Contour labeling entries:
____
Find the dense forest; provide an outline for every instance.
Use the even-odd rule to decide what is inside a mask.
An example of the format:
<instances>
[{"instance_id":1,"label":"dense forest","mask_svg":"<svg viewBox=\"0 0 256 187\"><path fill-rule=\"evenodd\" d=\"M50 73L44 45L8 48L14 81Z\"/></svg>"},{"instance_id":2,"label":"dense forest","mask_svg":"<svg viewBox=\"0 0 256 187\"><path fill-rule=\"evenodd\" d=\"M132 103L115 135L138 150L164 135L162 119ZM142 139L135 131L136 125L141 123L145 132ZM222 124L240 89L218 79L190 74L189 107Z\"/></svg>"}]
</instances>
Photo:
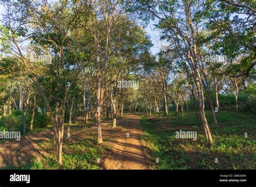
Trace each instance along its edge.
<instances>
[{"instance_id":1,"label":"dense forest","mask_svg":"<svg viewBox=\"0 0 256 187\"><path fill-rule=\"evenodd\" d=\"M0 168L255 169L253 2L2 2Z\"/></svg>"}]
</instances>

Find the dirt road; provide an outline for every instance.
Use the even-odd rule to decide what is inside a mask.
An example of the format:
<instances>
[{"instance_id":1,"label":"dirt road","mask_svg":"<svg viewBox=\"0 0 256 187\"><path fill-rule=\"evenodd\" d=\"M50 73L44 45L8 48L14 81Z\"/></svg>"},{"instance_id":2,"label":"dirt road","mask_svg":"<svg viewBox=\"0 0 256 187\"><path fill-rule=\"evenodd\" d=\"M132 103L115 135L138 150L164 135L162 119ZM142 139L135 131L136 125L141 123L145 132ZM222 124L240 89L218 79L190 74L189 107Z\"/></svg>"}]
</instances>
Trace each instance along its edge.
<instances>
[{"instance_id":1,"label":"dirt road","mask_svg":"<svg viewBox=\"0 0 256 187\"><path fill-rule=\"evenodd\" d=\"M82 120L81 119L78 119ZM102 169L146 169L147 164L140 143L142 134L138 117L126 114L124 119L117 120L120 127L111 128L112 121L102 123L103 138L107 138L112 149L105 155ZM65 128L66 127L65 127ZM85 138L97 136L97 127L86 125L71 126L72 137L65 141L76 142ZM66 130L65 130L66 131ZM65 131L66 132L66 131ZM126 135L129 133L129 138ZM87 135L88 133L90 135ZM52 141L53 131L45 130L35 132L23 136L20 141L6 140L0 142L0 168L13 168L14 165L28 163L32 156L47 157L50 153L44 149L41 143ZM64 142L64 143L66 143Z\"/></svg>"},{"instance_id":2,"label":"dirt road","mask_svg":"<svg viewBox=\"0 0 256 187\"><path fill-rule=\"evenodd\" d=\"M121 131L113 142L110 155L102 169L147 169L147 162L140 141L142 126L137 116L127 114L118 120Z\"/></svg>"}]
</instances>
____
▶ _Directive_
Reproduce the final stretch of the data above: every line from the one holding "Find the dirt" through the end, inclusive, exactly as written and nothing else.

▶ _Response to the exercise_
Find the dirt road; provide an outline for every instance.
Use the even-odd rule to decide what is inside a mask.
An example of the format:
<instances>
[{"instance_id":1,"label":"dirt road","mask_svg":"<svg viewBox=\"0 0 256 187\"><path fill-rule=\"evenodd\" d=\"M50 73L44 45L8 48L14 81Z\"/></svg>"},{"instance_id":2,"label":"dirt road","mask_svg":"<svg viewBox=\"0 0 256 187\"><path fill-rule=\"evenodd\" d=\"M132 103L115 135L138 150L164 135L162 119ZM142 139L135 131L136 125L141 123L145 132ZM222 124L240 89L218 79L190 74L189 107Z\"/></svg>"}]
</instances>
Trace each instance along its edge.
<instances>
[{"instance_id":1,"label":"dirt road","mask_svg":"<svg viewBox=\"0 0 256 187\"><path fill-rule=\"evenodd\" d=\"M82 120L81 119L78 119ZM102 169L146 169L147 164L140 143L142 134L138 117L126 114L124 119L117 120L120 127L111 128L112 121L102 123L103 138L107 138L112 149L105 155ZM65 128L66 127L65 127ZM85 138L97 136L97 127L86 125L71 126L72 137L65 141L76 142ZM66 130L65 130L66 131ZM65 131L66 132L66 131ZM126 135L129 133L129 138ZM87 135L88 133L90 135ZM52 141L53 131L45 130L35 132L23 136L20 141L6 140L0 142L0 168L13 168L14 165L28 163L32 156L47 157L50 153L44 149L41 143ZM64 142L64 143L66 143Z\"/></svg>"},{"instance_id":2,"label":"dirt road","mask_svg":"<svg viewBox=\"0 0 256 187\"><path fill-rule=\"evenodd\" d=\"M121 131L113 142L110 155L102 169L147 169L147 162L140 141L142 126L137 116L127 114L118 120Z\"/></svg>"}]
</instances>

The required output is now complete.